**What this task involves:** Go through the data below. List every line that holds the word "ceiling".
**** Material supplied ****
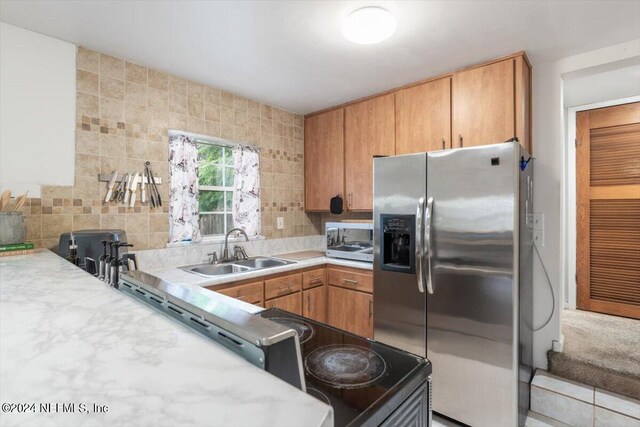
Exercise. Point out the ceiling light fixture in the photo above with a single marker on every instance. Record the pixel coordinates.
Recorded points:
(369, 25)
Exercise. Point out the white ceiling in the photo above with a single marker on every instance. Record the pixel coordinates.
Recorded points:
(292, 54)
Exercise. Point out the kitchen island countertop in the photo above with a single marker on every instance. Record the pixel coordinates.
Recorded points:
(66, 337)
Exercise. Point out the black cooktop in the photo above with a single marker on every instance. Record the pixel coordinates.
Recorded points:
(362, 379)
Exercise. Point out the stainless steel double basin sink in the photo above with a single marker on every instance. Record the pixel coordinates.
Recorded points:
(240, 266)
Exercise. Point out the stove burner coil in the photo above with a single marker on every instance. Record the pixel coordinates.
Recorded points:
(345, 366)
(304, 330)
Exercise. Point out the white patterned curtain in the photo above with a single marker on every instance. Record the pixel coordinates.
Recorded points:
(183, 195)
(246, 189)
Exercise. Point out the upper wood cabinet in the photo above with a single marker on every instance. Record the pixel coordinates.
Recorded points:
(323, 159)
(369, 131)
(491, 104)
(423, 117)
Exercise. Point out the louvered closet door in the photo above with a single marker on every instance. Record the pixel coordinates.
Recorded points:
(608, 211)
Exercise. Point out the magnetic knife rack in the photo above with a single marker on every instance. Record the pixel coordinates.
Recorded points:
(106, 177)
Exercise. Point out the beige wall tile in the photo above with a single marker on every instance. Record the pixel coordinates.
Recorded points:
(87, 164)
(158, 80)
(86, 222)
(111, 88)
(136, 94)
(135, 73)
(177, 103)
(87, 142)
(54, 225)
(113, 221)
(195, 91)
(87, 82)
(111, 66)
(87, 105)
(158, 99)
(195, 107)
(177, 85)
(88, 60)
(111, 109)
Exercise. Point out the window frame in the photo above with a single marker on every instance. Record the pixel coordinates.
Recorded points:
(227, 150)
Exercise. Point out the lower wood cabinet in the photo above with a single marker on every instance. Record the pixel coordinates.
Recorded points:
(350, 310)
(314, 303)
(291, 303)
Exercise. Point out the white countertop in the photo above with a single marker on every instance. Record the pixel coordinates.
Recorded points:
(176, 275)
(66, 337)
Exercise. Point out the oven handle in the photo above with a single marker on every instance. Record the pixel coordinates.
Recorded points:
(419, 246)
(429, 221)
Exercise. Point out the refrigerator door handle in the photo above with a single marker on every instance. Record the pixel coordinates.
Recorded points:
(419, 246)
(429, 221)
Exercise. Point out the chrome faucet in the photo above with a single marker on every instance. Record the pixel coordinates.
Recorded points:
(225, 254)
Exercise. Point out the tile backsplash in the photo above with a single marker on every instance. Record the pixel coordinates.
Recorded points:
(123, 114)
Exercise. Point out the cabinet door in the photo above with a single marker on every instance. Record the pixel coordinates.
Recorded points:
(323, 159)
(423, 117)
(291, 303)
(351, 311)
(369, 131)
(483, 105)
(314, 303)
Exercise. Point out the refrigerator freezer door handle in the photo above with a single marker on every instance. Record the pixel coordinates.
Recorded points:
(420, 243)
(429, 221)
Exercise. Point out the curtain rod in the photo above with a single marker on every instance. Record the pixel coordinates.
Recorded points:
(213, 139)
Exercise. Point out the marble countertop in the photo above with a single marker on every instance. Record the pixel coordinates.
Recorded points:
(176, 275)
(67, 337)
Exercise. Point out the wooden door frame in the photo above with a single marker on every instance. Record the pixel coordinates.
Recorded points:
(582, 215)
(568, 206)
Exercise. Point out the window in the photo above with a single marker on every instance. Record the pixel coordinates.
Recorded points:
(215, 179)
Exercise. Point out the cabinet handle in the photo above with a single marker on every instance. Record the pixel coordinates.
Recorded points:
(350, 281)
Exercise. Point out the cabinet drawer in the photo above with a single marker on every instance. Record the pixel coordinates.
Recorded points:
(284, 285)
(313, 278)
(351, 279)
(291, 303)
(251, 292)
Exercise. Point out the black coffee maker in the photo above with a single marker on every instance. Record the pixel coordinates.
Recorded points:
(398, 248)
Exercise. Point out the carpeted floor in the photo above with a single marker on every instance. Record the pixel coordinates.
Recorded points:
(599, 350)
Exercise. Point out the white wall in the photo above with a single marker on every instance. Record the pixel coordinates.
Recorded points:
(37, 110)
(549, 147)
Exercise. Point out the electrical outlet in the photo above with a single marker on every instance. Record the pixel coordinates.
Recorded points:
(538, 238)
(538, 221)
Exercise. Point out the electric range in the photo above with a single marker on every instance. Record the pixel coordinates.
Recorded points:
(366, 382)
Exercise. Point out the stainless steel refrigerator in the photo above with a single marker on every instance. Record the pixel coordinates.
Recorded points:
(453, 274)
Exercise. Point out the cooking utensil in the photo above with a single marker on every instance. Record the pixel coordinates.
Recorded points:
(133, 187)
(154, 185)
(127, 189)
(4, 199)
(143, 190)
(20, 201)
(112, 182)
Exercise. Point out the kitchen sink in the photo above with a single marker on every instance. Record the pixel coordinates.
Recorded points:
(240, 266)
(259, 263)
(217, 270)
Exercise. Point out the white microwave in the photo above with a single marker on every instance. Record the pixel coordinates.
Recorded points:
(350, 240)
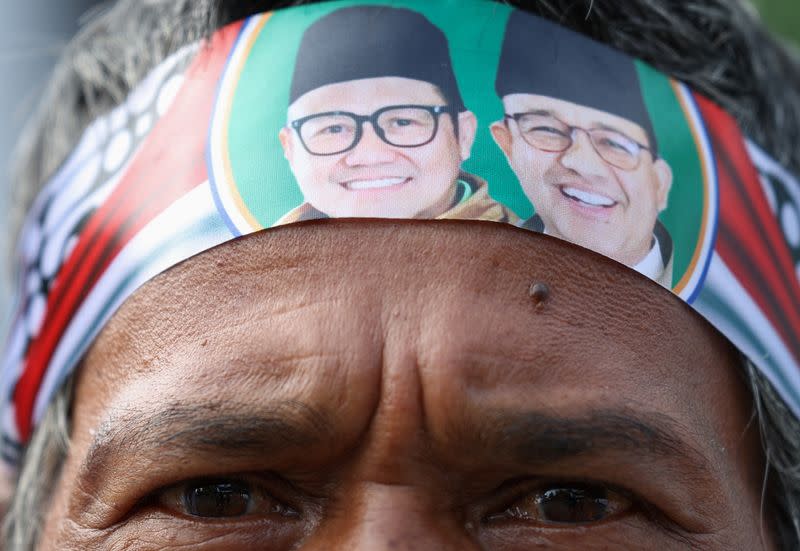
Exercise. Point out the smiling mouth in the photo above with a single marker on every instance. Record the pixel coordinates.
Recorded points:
(377, 183)
(586, 197)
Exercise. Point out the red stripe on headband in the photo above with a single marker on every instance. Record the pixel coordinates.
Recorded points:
(170, 164)
(749, 240)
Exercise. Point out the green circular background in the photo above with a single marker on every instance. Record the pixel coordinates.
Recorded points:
(267, 186)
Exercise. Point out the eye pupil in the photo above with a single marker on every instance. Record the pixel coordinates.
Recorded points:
(217, 500)
(573, 505)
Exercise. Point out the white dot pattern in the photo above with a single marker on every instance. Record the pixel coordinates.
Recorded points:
(54, 225)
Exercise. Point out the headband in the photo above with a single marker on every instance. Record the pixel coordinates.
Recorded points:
(204, 150)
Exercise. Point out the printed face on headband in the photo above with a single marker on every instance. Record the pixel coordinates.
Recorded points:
(247, 383)
(387, 147)
(592, 177)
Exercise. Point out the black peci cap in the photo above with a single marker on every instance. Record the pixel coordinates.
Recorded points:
(542, 58)
(370, 42)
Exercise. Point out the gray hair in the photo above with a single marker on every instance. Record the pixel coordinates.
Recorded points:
(716, 46)
(41, 469)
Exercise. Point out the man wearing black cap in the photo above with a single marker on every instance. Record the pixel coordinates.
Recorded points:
(578, 136)
(380, 135)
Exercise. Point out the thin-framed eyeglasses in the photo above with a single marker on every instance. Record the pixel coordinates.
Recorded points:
(547, 133)
(336, 132)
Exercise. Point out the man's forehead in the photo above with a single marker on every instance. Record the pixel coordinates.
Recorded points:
(295, 272)
(366, 95)
(278, 323)
(573, 114)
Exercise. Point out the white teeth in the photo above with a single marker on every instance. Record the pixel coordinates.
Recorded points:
(589, 198)
(375, 184)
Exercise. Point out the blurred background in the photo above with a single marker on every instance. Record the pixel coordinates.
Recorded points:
(33, 33)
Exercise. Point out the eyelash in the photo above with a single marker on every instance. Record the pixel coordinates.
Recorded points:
(260, 487)
(513, 491)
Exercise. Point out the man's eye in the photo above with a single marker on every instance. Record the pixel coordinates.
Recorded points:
(566, 504)
(223, 499)
(334, 129)
(546, 130)
(218, 500)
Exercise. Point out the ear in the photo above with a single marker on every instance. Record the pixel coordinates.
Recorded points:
(467, 127)
(664, 177)
(502, 137)
(287, 143)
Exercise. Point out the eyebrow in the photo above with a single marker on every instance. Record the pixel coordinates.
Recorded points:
(537, 438)
(208, 429)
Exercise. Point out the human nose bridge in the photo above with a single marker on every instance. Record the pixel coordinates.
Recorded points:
(371, 148)
(397, 517)
(581, 155)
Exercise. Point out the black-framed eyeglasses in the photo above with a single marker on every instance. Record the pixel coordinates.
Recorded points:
(547, 133)
(335, 132)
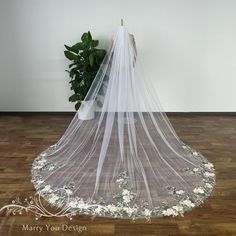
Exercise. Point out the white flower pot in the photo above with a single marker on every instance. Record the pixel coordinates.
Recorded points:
(86, 110)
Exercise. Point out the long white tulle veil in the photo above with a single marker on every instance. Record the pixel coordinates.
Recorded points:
(120, 156)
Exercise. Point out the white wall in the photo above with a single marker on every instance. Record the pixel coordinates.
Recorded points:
****
**Exercise answer:**
Exercise. Point out the ceiling light fixture in the photo above with a single marker on every instance. Record the pixel coordinates.
Exercise. Point out the white ceiling in the photo above with a single marker on every instance. Record the pixel coordinates.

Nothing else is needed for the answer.